▶ [Aim]
Only the lines from the one containing "the black wingtip." through the end of the material are to be echoed, each exactly as it appears.

#### Records for the exercise ####

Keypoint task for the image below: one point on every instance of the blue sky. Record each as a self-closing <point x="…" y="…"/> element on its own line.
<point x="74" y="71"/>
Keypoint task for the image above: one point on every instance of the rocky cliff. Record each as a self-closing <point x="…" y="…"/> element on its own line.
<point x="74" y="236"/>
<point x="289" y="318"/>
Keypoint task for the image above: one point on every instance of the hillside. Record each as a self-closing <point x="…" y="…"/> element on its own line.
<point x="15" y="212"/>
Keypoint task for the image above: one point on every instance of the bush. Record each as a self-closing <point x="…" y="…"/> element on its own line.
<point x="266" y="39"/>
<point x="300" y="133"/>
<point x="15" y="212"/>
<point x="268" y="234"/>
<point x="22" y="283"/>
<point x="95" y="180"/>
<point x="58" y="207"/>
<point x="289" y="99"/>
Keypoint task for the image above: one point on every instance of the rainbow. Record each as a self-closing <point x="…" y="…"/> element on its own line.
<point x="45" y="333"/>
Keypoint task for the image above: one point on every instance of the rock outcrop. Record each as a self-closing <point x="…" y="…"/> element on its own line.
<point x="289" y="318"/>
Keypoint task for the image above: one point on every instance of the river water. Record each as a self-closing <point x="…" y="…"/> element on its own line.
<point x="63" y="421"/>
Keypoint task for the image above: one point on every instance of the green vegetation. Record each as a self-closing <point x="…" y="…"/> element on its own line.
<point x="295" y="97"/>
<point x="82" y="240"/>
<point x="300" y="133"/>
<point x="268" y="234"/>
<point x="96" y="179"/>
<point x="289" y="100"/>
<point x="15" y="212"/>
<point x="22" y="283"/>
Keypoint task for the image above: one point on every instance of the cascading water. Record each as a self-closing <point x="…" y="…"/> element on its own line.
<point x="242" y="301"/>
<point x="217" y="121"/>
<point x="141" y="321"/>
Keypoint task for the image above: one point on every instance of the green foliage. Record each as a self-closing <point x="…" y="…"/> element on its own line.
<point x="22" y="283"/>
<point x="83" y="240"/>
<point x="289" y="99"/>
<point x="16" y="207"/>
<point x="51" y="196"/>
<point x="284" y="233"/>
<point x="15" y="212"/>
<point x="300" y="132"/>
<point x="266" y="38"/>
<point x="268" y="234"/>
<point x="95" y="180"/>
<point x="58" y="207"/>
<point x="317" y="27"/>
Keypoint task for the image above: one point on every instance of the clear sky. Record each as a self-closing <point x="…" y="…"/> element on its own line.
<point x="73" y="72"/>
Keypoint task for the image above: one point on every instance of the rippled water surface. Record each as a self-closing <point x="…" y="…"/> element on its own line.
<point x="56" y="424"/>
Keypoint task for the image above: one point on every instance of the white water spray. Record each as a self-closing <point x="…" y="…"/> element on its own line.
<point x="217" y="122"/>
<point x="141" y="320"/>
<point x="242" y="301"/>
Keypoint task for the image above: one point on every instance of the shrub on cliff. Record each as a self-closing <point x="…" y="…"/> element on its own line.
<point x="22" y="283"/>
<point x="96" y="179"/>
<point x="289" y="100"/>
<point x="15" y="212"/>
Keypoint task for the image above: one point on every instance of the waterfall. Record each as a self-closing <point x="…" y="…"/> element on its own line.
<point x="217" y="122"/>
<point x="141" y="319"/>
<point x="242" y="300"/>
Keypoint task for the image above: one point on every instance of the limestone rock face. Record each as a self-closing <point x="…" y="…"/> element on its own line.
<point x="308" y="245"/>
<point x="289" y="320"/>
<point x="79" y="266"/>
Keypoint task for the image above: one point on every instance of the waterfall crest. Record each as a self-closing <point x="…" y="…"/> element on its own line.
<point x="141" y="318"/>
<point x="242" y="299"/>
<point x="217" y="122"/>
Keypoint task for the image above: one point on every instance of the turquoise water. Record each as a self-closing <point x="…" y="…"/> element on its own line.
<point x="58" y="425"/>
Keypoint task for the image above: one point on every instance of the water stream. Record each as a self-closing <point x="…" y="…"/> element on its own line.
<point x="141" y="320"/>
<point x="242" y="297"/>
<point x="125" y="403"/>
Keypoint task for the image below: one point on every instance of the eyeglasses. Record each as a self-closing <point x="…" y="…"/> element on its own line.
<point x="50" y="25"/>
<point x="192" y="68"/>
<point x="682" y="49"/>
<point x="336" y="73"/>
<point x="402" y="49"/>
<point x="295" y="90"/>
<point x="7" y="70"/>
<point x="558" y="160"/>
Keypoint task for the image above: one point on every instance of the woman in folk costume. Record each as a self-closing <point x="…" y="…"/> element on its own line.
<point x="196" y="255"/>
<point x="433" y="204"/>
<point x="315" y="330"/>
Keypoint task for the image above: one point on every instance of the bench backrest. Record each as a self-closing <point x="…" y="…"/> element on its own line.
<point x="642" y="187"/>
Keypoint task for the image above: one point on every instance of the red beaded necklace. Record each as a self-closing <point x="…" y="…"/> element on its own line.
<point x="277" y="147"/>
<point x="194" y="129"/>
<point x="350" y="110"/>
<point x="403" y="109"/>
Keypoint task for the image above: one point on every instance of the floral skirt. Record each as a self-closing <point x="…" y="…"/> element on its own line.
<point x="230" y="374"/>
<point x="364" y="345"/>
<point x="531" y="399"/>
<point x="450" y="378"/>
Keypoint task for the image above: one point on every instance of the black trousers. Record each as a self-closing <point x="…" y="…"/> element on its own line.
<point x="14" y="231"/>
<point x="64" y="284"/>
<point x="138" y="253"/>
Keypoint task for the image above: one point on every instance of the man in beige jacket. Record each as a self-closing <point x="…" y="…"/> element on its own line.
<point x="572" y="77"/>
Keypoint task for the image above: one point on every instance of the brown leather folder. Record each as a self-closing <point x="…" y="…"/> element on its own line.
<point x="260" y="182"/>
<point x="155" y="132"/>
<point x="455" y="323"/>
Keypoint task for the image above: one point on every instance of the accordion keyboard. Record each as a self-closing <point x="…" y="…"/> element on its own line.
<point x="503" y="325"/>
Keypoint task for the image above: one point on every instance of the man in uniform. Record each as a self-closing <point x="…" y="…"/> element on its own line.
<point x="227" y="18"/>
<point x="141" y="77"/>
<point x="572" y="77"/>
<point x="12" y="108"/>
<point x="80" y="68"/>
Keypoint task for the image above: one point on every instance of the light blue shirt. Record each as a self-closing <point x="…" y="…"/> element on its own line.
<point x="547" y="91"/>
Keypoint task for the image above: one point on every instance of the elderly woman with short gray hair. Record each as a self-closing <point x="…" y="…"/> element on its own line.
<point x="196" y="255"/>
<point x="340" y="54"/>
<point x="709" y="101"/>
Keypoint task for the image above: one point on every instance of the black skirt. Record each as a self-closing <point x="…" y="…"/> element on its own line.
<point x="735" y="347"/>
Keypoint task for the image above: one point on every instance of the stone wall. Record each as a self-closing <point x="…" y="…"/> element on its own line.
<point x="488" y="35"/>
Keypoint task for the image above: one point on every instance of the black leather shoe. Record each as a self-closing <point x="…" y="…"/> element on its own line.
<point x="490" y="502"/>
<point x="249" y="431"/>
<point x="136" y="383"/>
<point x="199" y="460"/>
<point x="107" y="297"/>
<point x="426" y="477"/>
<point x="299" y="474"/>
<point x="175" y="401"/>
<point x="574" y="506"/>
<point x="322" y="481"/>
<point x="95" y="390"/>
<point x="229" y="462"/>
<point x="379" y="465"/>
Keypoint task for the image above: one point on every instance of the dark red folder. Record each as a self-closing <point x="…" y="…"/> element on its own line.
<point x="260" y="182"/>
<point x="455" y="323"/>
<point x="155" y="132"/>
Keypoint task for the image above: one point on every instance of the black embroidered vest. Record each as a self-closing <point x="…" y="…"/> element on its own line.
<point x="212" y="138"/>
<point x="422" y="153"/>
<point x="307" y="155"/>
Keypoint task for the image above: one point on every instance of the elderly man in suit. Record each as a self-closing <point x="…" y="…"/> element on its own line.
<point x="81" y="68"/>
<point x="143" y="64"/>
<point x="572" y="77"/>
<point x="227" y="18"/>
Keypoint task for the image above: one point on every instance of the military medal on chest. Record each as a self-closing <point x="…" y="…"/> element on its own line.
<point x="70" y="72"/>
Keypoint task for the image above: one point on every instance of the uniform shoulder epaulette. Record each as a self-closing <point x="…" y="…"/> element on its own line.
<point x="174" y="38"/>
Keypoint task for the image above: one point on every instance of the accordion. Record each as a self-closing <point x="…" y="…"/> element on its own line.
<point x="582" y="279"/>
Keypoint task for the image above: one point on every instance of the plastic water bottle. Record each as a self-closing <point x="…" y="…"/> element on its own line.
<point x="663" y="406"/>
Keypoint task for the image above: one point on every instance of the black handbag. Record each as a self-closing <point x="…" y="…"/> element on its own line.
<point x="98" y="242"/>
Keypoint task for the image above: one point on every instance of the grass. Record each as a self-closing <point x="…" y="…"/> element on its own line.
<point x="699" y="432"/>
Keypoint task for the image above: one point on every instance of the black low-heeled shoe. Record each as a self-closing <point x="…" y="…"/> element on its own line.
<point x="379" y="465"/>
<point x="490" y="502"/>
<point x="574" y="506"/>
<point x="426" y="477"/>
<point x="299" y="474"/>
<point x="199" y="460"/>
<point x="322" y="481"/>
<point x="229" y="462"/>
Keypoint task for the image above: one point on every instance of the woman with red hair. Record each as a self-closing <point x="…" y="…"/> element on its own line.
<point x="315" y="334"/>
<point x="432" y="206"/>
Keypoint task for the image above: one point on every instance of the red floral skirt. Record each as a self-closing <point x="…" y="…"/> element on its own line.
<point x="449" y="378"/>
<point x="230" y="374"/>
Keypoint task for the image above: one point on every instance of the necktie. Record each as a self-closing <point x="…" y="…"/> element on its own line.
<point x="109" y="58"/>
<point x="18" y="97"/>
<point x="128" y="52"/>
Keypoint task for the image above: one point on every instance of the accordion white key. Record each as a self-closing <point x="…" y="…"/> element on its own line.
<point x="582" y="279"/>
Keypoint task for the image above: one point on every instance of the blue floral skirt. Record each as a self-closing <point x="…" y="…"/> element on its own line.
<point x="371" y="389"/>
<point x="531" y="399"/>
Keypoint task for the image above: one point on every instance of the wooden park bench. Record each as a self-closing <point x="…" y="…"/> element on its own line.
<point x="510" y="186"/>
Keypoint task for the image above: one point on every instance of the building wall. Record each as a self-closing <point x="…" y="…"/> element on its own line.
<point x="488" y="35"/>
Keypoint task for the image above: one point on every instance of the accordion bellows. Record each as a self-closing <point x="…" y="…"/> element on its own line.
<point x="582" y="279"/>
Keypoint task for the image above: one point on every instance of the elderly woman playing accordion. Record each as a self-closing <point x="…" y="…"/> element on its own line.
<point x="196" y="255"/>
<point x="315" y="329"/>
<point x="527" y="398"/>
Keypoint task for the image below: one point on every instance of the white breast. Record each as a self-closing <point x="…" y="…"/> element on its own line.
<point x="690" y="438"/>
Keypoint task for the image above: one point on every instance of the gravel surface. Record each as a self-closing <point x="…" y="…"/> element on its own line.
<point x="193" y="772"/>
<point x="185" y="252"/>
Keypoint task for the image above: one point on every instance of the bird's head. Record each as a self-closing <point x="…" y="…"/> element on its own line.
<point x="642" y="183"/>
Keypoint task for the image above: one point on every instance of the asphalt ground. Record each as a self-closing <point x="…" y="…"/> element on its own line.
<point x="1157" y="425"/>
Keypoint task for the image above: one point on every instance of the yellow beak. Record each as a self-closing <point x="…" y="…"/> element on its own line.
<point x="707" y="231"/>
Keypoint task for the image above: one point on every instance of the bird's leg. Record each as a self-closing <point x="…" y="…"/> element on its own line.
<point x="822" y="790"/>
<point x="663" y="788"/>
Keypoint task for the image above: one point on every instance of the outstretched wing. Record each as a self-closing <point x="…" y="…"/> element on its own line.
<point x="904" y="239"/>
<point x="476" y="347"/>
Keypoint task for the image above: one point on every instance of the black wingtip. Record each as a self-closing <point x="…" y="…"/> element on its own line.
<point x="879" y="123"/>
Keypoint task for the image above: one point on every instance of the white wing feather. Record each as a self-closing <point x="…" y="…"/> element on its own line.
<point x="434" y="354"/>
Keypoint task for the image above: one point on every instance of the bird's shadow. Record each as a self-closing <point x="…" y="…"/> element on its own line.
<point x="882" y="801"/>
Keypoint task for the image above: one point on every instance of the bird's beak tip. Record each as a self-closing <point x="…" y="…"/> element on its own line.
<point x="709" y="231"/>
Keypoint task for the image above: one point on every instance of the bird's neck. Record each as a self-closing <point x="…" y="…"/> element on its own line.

####

▶ [Response to this exercise]
Keypoint task for the image above: one point on every instance of the black wingtip. Record each as a self-closing <point x="…" y="…"/> element on its own line.
<point x="879" y="123"/>
Keypoint task for the image above: one point on every instance of the white wing feather. Record each as a self-closing <point x="…" y="…"/> element on its own line.
<point x="434" y="354"/>
Keypoint task for the image above: one point on every instance of the bird's shadow. Record each as a self-closing <point x="…" y="…"/> element on its own line.
<point x="882" y="801"/>
Keypoint task for the image above: one point on every instance of the bird's beak tip. Record each as a self-closing <point x="…" y="…"/> element on its own line.
<point x="709" y="231"/>
Keypoint task for the image above: one point on every instance of the bird's neck. Record each as a self-closing <point x="…" y="…"/> element on its own line.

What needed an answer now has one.